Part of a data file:
>>>

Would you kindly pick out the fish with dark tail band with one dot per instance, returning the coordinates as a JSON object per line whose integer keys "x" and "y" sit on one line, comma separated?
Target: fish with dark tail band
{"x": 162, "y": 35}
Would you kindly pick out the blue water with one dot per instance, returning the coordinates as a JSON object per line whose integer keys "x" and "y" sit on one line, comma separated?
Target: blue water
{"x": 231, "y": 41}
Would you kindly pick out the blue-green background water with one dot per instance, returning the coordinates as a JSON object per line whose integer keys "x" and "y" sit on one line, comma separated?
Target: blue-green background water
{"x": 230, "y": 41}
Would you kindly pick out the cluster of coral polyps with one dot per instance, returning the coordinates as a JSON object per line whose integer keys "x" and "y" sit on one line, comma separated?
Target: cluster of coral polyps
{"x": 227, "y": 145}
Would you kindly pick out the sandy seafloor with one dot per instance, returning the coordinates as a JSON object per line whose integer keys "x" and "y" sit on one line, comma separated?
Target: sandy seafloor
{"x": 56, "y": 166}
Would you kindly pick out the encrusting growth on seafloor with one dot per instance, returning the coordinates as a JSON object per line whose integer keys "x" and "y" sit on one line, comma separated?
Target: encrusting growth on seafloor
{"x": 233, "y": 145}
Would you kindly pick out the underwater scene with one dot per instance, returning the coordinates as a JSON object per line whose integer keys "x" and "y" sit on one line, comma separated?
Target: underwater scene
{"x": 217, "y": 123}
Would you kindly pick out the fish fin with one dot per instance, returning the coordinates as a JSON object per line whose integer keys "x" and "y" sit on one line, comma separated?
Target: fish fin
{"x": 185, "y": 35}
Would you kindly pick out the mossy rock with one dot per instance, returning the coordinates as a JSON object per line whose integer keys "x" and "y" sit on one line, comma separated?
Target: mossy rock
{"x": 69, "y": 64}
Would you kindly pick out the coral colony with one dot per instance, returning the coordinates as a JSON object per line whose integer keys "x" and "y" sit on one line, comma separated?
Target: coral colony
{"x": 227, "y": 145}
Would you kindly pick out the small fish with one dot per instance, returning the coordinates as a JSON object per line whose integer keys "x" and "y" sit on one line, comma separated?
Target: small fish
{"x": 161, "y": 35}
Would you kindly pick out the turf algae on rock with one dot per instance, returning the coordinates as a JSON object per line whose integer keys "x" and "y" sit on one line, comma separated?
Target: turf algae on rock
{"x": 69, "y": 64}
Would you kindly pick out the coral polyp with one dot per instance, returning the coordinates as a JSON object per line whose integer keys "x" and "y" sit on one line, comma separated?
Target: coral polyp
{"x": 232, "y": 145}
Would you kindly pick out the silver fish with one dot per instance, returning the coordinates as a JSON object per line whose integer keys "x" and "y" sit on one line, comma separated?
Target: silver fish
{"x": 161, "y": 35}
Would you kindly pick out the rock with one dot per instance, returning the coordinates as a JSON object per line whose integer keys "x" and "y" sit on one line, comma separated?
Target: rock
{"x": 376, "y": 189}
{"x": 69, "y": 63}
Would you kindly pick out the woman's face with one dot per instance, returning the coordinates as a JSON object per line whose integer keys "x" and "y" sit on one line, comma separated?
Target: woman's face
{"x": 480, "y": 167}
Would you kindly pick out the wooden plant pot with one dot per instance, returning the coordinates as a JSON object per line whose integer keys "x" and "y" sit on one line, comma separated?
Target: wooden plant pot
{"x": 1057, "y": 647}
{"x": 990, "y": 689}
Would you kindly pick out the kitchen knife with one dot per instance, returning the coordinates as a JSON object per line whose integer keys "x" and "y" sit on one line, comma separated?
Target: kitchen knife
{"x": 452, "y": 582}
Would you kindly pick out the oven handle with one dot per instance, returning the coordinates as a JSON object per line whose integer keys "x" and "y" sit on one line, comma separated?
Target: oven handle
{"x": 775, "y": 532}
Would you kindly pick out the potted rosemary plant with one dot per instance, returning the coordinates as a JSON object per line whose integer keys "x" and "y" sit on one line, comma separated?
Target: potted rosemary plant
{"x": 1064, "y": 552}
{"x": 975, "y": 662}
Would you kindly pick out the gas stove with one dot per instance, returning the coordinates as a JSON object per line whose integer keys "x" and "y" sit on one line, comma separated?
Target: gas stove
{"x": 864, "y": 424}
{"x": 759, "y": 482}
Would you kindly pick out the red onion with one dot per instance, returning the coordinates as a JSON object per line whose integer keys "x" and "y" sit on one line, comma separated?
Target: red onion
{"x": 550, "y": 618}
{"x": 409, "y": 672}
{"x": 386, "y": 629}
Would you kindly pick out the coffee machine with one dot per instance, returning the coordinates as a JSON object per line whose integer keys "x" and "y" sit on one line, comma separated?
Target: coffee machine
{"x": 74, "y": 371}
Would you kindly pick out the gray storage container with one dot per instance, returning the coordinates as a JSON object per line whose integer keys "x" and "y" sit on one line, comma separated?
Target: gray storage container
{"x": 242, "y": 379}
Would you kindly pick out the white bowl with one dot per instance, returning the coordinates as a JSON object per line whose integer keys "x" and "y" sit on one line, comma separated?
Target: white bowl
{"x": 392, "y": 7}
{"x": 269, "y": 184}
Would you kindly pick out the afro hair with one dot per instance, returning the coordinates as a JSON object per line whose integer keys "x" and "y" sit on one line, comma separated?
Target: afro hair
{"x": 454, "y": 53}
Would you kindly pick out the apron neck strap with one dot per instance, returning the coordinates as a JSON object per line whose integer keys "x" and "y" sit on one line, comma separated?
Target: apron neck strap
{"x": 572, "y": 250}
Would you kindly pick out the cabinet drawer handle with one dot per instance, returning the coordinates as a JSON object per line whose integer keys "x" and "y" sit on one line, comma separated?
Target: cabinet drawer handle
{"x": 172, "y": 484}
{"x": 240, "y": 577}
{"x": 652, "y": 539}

<<<

* **EXERCISE DETAILS**:
Copy the lines from the one containing "Would you kindly pick out the cabinet" to the end of the items, keeping them unchanged.

* **ANSWER TO THIS TASK**:
Would you kindly pick out the cabinet drawer handle with one dot per instance, returning the coordinates as a JSON object per line whose integer keys "x" and "y" sit on one line, comma separated?
Target: cabinet drawer handle
{"x": 172, "y": 484}
{"x": 240, "y": 577}
{"x": 652, "y": 539}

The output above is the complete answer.